(Pointing records)
──────

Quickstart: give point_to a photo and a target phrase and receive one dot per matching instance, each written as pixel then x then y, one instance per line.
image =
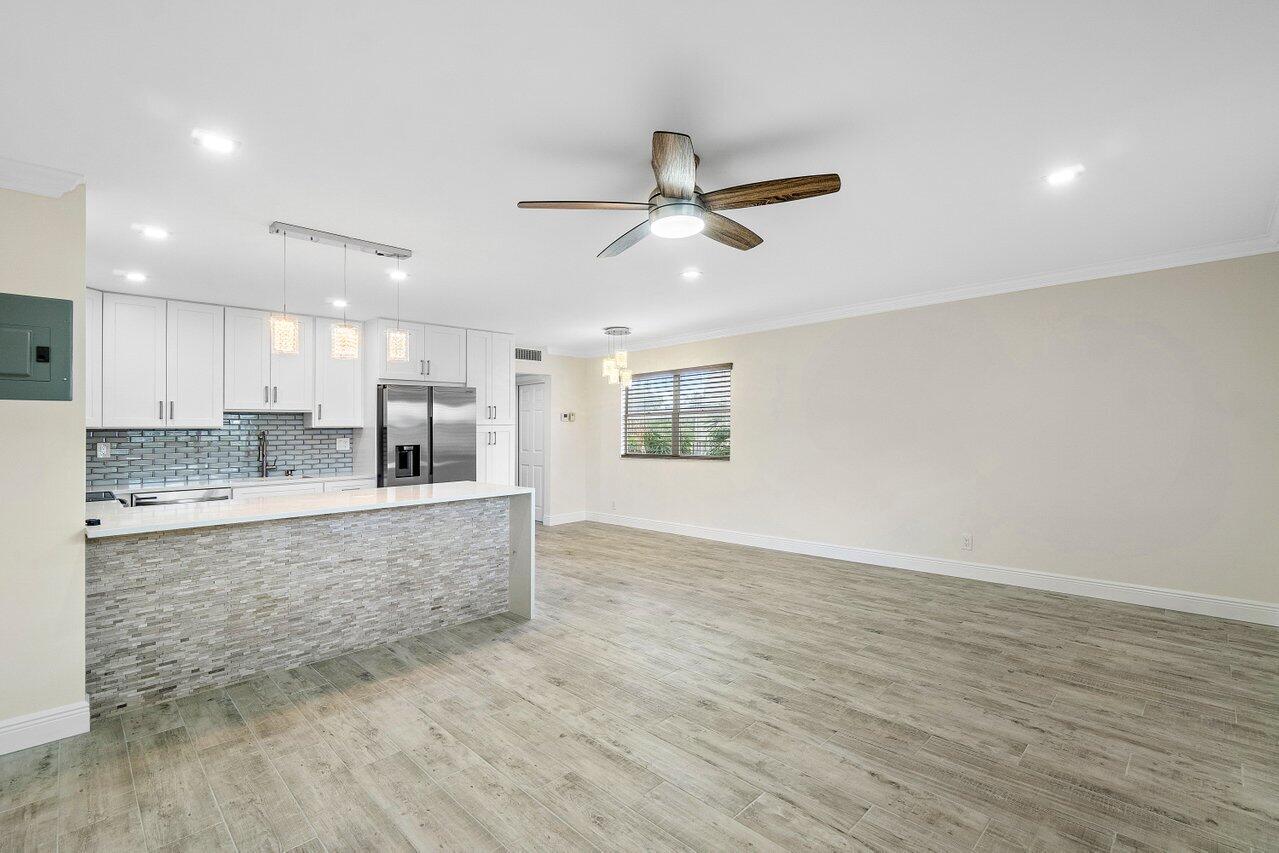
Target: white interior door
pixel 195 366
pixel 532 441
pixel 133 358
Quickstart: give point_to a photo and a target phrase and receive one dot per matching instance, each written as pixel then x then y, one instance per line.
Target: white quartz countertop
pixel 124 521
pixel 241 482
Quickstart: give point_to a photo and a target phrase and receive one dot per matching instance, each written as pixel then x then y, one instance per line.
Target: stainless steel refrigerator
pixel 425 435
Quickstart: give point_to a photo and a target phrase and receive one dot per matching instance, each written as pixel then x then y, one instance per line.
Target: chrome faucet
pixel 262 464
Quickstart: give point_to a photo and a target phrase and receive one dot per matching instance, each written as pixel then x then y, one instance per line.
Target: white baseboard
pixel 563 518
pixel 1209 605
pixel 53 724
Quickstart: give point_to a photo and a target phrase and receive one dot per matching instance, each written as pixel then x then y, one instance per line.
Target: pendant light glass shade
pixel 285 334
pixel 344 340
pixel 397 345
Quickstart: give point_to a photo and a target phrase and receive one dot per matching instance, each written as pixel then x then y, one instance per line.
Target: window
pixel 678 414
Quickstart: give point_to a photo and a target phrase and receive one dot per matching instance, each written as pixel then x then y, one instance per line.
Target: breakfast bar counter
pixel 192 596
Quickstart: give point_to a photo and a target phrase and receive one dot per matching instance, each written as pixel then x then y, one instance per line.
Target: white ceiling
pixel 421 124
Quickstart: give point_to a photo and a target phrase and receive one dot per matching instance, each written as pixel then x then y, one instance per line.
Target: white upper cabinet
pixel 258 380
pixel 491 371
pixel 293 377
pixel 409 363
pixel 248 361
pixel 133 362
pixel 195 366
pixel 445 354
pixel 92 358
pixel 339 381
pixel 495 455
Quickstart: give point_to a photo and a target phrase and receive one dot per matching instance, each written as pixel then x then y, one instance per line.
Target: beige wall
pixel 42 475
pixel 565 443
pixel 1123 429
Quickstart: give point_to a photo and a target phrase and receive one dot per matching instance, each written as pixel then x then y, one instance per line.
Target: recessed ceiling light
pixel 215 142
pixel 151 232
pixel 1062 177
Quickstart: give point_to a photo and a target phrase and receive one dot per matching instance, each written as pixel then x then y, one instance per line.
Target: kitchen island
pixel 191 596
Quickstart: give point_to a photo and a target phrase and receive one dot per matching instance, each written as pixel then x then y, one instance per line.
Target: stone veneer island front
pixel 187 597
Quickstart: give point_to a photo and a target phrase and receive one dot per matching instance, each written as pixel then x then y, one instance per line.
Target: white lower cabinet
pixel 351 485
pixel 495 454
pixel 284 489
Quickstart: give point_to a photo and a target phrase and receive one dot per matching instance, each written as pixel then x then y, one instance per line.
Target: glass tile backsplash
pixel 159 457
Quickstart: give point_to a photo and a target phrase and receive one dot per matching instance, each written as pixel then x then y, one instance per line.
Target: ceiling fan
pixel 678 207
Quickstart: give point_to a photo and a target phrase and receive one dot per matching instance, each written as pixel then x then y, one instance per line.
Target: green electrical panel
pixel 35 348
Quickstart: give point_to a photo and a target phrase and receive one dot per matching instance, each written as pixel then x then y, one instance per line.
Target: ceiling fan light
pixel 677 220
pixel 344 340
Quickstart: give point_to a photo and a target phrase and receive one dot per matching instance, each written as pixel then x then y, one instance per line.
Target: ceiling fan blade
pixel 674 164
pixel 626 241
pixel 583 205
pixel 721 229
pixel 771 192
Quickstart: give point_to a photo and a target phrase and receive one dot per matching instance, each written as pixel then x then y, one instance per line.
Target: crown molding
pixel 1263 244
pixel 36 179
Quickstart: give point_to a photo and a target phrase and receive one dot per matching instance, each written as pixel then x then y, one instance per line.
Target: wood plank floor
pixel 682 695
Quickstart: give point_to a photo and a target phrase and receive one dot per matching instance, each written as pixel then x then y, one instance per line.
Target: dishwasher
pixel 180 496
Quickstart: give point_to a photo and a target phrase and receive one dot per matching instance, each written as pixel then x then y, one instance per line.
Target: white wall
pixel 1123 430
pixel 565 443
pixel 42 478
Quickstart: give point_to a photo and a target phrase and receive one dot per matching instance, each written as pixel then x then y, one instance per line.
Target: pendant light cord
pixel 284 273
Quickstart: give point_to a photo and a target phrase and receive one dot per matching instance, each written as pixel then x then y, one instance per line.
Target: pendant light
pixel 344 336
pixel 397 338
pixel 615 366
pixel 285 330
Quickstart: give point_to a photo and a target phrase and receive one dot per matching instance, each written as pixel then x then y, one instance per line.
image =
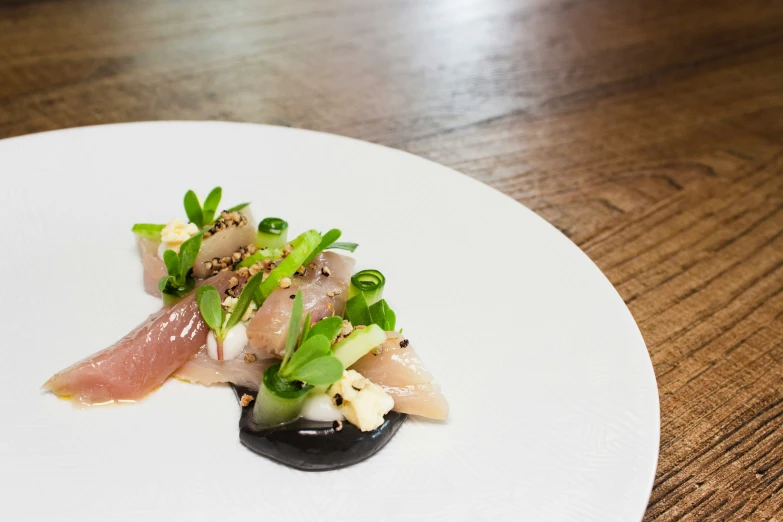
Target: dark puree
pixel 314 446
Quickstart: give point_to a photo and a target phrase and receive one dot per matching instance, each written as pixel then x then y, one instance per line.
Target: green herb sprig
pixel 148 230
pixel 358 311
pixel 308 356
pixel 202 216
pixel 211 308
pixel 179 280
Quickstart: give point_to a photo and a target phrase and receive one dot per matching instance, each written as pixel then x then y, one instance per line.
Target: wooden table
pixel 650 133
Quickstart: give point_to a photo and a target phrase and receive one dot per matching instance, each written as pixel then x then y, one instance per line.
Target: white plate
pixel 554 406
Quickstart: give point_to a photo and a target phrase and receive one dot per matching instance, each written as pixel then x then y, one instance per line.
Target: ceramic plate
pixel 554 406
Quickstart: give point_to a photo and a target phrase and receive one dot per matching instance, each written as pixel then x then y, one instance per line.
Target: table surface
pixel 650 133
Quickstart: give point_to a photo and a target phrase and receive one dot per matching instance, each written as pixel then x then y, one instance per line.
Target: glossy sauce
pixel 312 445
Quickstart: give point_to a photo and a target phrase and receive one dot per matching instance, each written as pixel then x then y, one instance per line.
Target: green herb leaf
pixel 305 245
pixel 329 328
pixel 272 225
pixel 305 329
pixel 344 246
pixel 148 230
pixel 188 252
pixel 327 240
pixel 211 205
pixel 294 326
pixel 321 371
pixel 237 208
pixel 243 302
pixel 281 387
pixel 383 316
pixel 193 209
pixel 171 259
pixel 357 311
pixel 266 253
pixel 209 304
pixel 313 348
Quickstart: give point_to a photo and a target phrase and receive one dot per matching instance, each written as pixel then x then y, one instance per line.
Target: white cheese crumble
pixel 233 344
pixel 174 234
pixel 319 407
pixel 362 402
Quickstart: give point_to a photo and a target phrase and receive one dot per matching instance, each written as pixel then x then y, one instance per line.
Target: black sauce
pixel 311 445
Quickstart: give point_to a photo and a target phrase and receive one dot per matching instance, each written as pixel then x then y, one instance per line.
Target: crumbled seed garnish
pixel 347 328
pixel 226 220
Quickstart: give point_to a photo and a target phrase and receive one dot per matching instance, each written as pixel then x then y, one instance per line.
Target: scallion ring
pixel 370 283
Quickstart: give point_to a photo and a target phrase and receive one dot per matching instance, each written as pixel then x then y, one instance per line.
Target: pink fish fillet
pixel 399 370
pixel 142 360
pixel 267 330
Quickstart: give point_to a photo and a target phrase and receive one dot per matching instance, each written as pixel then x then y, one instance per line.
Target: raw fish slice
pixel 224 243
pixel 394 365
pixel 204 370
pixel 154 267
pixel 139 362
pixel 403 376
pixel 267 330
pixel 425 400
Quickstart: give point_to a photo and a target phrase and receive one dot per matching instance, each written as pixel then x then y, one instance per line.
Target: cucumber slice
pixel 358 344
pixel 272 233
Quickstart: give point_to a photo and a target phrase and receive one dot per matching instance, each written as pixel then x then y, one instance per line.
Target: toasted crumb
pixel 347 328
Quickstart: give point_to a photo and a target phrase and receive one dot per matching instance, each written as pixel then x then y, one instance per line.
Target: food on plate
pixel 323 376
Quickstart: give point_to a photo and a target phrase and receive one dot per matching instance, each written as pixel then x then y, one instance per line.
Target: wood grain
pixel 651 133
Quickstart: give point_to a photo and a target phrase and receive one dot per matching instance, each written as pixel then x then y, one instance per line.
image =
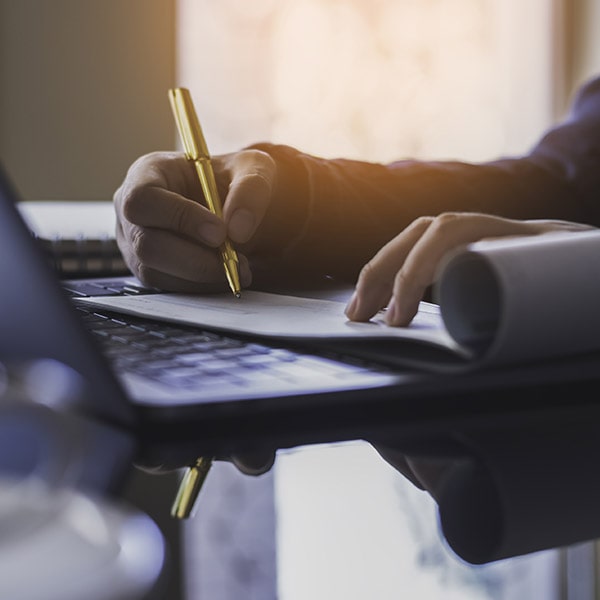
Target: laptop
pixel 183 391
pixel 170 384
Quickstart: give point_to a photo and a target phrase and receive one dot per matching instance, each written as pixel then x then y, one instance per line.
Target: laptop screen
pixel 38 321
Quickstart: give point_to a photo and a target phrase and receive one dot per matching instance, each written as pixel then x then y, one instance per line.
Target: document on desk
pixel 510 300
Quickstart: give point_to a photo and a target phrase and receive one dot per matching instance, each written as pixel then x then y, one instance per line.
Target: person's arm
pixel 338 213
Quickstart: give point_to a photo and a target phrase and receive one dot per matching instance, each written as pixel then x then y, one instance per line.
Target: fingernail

──────

## Set task
Gather every line of the material above that contains the string "plate" and copy each one in full. Treat the match as case-sensitive.

## Output of the exercise
Target: white plate
Target: ceramic plate
Target: food on plate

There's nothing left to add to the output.